- What is required -
Duplicate the records below from the line with "wheel in the photo above." through the end of the records, copying each line verbatim.

- Saved data entries -
__________

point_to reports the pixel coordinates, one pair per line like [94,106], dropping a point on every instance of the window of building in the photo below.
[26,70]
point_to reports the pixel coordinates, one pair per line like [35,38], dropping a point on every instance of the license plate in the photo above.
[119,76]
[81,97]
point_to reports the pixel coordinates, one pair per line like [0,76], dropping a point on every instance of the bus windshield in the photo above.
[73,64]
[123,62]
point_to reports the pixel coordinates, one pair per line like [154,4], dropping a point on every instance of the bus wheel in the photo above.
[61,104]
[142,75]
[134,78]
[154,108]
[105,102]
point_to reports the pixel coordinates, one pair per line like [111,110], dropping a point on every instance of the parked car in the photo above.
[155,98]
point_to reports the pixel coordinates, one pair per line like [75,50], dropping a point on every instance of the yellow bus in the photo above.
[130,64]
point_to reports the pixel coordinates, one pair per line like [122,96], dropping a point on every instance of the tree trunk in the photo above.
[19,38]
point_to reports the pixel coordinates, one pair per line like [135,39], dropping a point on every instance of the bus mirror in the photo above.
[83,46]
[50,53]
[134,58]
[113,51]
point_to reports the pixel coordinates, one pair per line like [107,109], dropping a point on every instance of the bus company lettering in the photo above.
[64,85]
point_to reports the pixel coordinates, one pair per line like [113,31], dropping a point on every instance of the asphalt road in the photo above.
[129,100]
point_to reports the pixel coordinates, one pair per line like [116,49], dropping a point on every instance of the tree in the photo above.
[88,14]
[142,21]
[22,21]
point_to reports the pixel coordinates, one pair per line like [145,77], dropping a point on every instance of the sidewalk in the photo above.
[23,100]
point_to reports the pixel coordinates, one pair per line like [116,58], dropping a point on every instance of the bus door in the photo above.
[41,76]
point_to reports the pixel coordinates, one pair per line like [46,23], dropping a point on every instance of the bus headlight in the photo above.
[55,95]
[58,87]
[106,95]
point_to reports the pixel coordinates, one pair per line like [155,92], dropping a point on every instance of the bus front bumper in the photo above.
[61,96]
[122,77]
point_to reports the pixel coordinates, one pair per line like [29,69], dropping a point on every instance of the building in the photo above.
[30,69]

__________

- Correct result -
point_to reports the pixel coordinates, one pair per line like [154,4], dropping a point on every instance of the bus wheel in the photo above.
[61,104]
[142,75]
[134,78]
[154,108]
[105,102]
point_to reports the pixel coordinates, one pair per line like [111,110], dropping a point on every instance of the parked car in the photo above.
[155,98]
point_to reports the pixel coordinates, one pair per line like [75,50], dropping a point on every instance of the yellow bus in the photo above.
[130,64]
point_to reports the pixel coordinates, one pair per line like [122,96], dropping a point on every instance of the tree trunk in the photo above.
[19,38]
point_to reports the pixel coordinates, one pair per line like [135,39], dropping a point on every instance of the bus mirror in the photo above.
[83,46]
[50,53]
[134,58]
[113,51]
point_to reports the pixel coordinates, one pair per line like [107,109], dropping a point on every instance of the bus company lettering in the photo above.
[64,85]
point_to reports the pixel coordinates, one pair per line like [113,31], dropping a point on every instance of the asphalt road in the photo above.
[129,100]
point_to reports the pixel coordinates, one pair per line like [116,49], dropping a point on every instance of the tree in the photo above.
[88,14]
[142,21]
[22,21]
point_to reports the pixel coordinates, one pair per line like [145,77], dropping a point on every instance of the sidewalk in the photo above.
[23,100]
point_to reports the pixel coordinates, one pair per line like [116,58], dropping a point on every instance of the bus door in the photo above.
[41,76]
point_to reports the pixel coordinates, one pair per line like [46,23], dropping a point on every instance of the bus headlight in the photo above.
[55,95]
[58,87]
[106,95]
point_to reports the pixel coordinates, one pair per line like [155,92], dropping a point on every instance of the bus front bumper in the photo above.
[61,96]
[122,77]
point_to reports the pixel coordinates, one pair per line like [29,69], dropping a point on every instance of the building in the photo above.
[30,69]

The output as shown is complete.